● **ASSIGNED TASK**
Give every entry again, exactly.

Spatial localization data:
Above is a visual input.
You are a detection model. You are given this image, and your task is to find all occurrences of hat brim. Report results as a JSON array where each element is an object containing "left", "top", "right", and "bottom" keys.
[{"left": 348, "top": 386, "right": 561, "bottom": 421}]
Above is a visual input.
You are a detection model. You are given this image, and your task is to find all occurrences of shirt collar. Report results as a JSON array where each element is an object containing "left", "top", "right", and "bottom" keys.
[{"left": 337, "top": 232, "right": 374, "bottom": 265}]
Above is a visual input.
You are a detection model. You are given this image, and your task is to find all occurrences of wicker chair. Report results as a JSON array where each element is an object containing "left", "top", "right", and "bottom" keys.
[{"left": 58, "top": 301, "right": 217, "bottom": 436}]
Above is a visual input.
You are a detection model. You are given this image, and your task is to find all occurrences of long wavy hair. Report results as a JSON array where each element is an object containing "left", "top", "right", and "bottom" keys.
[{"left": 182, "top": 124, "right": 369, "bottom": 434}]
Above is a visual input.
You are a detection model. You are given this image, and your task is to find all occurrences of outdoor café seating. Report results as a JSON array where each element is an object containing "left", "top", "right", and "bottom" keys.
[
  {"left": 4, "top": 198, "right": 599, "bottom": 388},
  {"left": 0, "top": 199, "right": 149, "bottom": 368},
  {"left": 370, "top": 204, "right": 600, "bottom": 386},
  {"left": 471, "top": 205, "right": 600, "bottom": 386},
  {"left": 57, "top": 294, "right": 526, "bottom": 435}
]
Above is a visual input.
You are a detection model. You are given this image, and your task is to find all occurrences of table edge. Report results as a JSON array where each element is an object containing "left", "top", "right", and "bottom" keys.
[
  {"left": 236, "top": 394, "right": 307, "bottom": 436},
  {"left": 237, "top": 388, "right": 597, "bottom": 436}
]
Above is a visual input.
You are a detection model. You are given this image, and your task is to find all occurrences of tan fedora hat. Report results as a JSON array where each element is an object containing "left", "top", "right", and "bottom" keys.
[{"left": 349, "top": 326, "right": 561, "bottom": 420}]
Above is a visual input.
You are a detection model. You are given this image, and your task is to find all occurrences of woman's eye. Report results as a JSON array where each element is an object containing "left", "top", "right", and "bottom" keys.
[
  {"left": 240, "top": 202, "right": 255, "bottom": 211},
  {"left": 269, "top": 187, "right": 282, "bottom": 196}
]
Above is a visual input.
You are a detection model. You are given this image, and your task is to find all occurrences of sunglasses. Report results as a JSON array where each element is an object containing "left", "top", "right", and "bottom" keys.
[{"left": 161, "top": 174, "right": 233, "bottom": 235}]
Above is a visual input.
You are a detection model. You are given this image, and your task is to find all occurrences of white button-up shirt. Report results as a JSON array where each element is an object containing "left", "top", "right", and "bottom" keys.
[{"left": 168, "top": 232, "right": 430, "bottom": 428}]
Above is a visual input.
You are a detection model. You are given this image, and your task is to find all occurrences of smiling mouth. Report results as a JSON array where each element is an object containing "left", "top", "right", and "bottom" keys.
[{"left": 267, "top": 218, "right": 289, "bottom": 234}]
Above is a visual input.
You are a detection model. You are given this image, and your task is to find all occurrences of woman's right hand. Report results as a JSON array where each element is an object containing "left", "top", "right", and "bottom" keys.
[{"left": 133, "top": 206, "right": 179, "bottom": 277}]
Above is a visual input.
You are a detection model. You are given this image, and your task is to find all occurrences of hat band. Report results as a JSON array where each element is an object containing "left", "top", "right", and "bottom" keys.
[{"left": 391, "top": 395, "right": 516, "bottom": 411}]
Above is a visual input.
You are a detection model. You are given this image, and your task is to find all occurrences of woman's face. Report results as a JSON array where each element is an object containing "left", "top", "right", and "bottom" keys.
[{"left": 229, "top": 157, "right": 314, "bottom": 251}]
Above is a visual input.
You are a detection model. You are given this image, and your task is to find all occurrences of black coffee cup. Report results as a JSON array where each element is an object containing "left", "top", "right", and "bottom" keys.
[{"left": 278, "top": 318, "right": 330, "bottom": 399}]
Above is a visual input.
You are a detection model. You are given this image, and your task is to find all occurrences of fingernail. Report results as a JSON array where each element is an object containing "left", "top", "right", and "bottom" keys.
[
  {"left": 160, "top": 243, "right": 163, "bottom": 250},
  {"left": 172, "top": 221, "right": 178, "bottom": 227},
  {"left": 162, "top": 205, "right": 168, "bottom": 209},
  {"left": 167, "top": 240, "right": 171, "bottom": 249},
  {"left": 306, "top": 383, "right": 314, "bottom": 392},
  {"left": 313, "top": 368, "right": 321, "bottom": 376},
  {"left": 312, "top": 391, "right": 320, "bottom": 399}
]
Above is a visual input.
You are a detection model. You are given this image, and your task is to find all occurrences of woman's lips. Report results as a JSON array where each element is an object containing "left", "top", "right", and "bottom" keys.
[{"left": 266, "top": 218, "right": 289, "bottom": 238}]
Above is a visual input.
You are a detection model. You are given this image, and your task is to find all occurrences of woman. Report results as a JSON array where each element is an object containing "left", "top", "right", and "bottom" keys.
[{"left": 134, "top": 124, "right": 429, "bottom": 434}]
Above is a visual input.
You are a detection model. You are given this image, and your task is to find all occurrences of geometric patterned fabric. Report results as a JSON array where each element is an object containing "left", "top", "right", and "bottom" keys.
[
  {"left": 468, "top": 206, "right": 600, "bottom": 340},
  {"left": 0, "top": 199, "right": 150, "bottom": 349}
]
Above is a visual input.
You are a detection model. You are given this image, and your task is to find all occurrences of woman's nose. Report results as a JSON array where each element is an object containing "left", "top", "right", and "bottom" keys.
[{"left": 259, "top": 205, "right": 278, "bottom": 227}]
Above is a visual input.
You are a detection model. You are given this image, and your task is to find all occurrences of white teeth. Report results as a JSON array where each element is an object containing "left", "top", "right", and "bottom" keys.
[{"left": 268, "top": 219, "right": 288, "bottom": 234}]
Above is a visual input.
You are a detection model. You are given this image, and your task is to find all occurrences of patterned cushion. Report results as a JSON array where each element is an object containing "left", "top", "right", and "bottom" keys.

● **RESULT**
Above is a visual input.
You are a detection model. You are given this image, and your task is to find all occurrences of hat brim. Report results as a JSON array where each element is an object containing "left", "top", "right", and "bottom" keys.
[{"left": 348, "top": 386, "right": 561, "bottom": 421}]
Above is a visual input.
You are a detection model. You are given this image, and your task is to find all occurrences of shirt collar. Report results as a JSON array where each element is an object containing "left", "top", "right", and "bottom" keys.
[{"left": 337, "top": 232, "right": 374, "bottom": 265}]
Above is a visual input.
You are a detection model. You are given this image, and your task is to find all occurrences of wicker chair. Report results as a JSON array where each element is an object containing "left", "top", "right", and "bottom" keys.
[{"left": 58, "top": 301, "right": 217, "bottom": 436}]
Above is a visual input.
You are a detection model. You are given this image, and your task is to find all occurrences of long wavy hair. Report results as a JSON array where each element is an object containing "left", "top", "right", and "bottom" keys.
[{"left": 182, "top": 124, "right": 369, "bottom": 434}]
Above is a visual input.
You are a detection model. You are given this image, and your task is to find all occurrences of outdoor café seating. Report results as a JSON array where each element is an object containing "left", "top", "right", and "bottom" keys.
[
  {"left": 4, "top": 198, "right": 599, "bottom": 388},
  {"left": 0, "top": 199, "right": 149, "bottom": 368},
  {"left": 370, "top": 204, "right": 600, "bottom": 386},
  {"left": 471, "top": 205, "right": 600, "bottom": 386},
  {"left": 57, "top": 294, "right": 526, "bottom": 435}
]
Above is a visual input.
You are a detection model. You are given this image, and your task is to find all occurrences of table edge. Report results as a JSON array where each element is an object containing "left", "top", "right", and "bottom" keys.
[
  {"left": 236, "top": 394, "right": 307, "bottom": 436},
  {"left": 237, "top": 388, "right": 597, "bottom": 436}
]
Above is a visual input.
You are a detection model. You are given this image, and your task is to find all occurrences of tan fedora hat. Report results as a JSON array where each element is an object containing "left", "top", "right", and "bottom" keys.
[{"left": 349, "top": 326, "right": 561, "bottom": 420}]
Above is a visual input.
You are a detection model. You are given this image, and your task is to find all occurrences of woman's eye. Report results as a JSON array where each element is an object containing "left", "top", "right", and "bottom" keys.
[
  {"left": 240, "top": 202, "right": 255, "bottom": 211},
  {"left": 269, "top": 187, "right": 282, "bottom": 196}
]
Above is a visual input.
You are a detection model. You are given this image, and your task is to find all occurrences of sunglasses. Report results as a JSON array where each element is an object containing "left", "top", "right", and "bottom" keys.
[{"left": 161, "top": 174, "right": 233, "bottom": 235}]
Above is a visual input.
You are a detection model. You are given this image, and your task is to find all occurrences of white button-up shirt. Report results as a JSON array where each element is an object containing "left", "top", "right", and "bottom" keys.
[{"left": 168, "top": 232, "right": 430, "bottom": 428}]
Above is a visual input.
You are a detection model. You are given this image, and your task is to find all occurrences of smiling mouth. Report results as a JSON array where each element is an object containing "left", "top", "right", and "bottom" keys.
[{"left": 267, "top": 218, "right": 289, "bottom": 234}]
Above is a visual input.
You are a detection model. You are given this image, and your task is to find all occurrences of woman's right hand. Report results as a JSON array where each element is an object containing "left", "top", "right", and "bottom" keys.
[{"left": 133, "top": 206, "right": 179, "bottom": 277}]
Above is a visual input.
You are a detection model. You are given this image, and your task is to find all occurrences of hat band. Report results as a JSON array where each element is an object containing "left", "top", "right", and "bottom" keys.
[{"left": 391, "top": 395, "right": 516, "bottom": 411}]
Above is a visual input.
You are a detection model. You are given this image, and your task is to find all occurrences of woman's face. Report results as a JSON array where each element is an object containing "left", "top", "right", and "bottom" keys.
[{"left": 229, "top": 157, "right": 314, "bottom": 251}]
Above is a visual input.
You are a detection model. You are given this image, and your task is to find all occurrences of black coffee cup. Report results as a JSON array where each element is an object containing "left", "top", "right", and "bottom" keys.
[{"left": 278, "top": 318, "right": 330, "bottom": 399}]
Above is a visual input.
You are a detection model. You are given this image, and your task is to find all occurrences of fingernail. Report results as a JSON array where each element is an object containing "left", "top", "right", and "bottom" keys.
[
  {"left": 160, "top": 243, "right": 163, "bottom": 250},
  {"left": 172, "top": 221, "right": 178, "bottom": 227},
  {"left": 162, "top": 205, "right": 168, "bottom": 209},
  {"left": 167, "top": 240, "right": 171, "bottom": 249},
  {"left": 306, "top": 383, "right": 314, "bottom": 392},
  {"left": 313, "top": 368, "right": 321, "bottom": 376},
  {"left": 312, "top": 391, "right": 320, "bottom": 399}
]
Above is a visual input.
You are a detection model. You are given this image, and your task is to find all occurrences of woman's lips. Report results as a JSON array where each element is an object containing "left", "top", "right", and "bottom" keys.
[{"left": 266, "top": 218, "right": 289, "bottom": 238}]
Above is a visual input.
You are a detection model. You are given this image, and your task is to find all occurrences of woman. Report results as a JSON array where each element is an object containing "left", "top", "right", and "bottom" keys.
[{"left": 134, "top": 124, "right": 429, "bottom": 434}]
Above is a visual input.
You are a detection model. You are given this image, and your task is to find all occurrences of geometric patterned fabric. Report results as a JSON array where each element is an object containing "left", "top", "right", and "bottom" keys.
[
  {"left": 468, "top": 206, "right": 600, "bottom": 340},
  {"left": 0, "top": 199, "right": 150, "bottom": 349}
]
Above is a visual input.
You are a detection model. You are given this image, and your task is to find all occurrences of woman's nose. Report results as a JSON array where each element is an object containing "left", "top", "right", and "bottom" keys.
[{"left": 259, "top": 205, "right": 278, "bottom": 227}]
Above is a visual input.
You are a detection model. You are given this image, and your task is to find all occurrences of white teeth. Report results as a JSON array where each element is an object containing "left", "top", "right", and "bottom" keys.
[{"left": 268, "top": 219, "right": 288, "bottom": 234}]
Above is a visual input.
You are a detection model. You are given this image, and your task is to find all occurrences of patterned cushion. Report results as a JSON array where each element is an object containing "left", "top", "right", and "bottom" keys.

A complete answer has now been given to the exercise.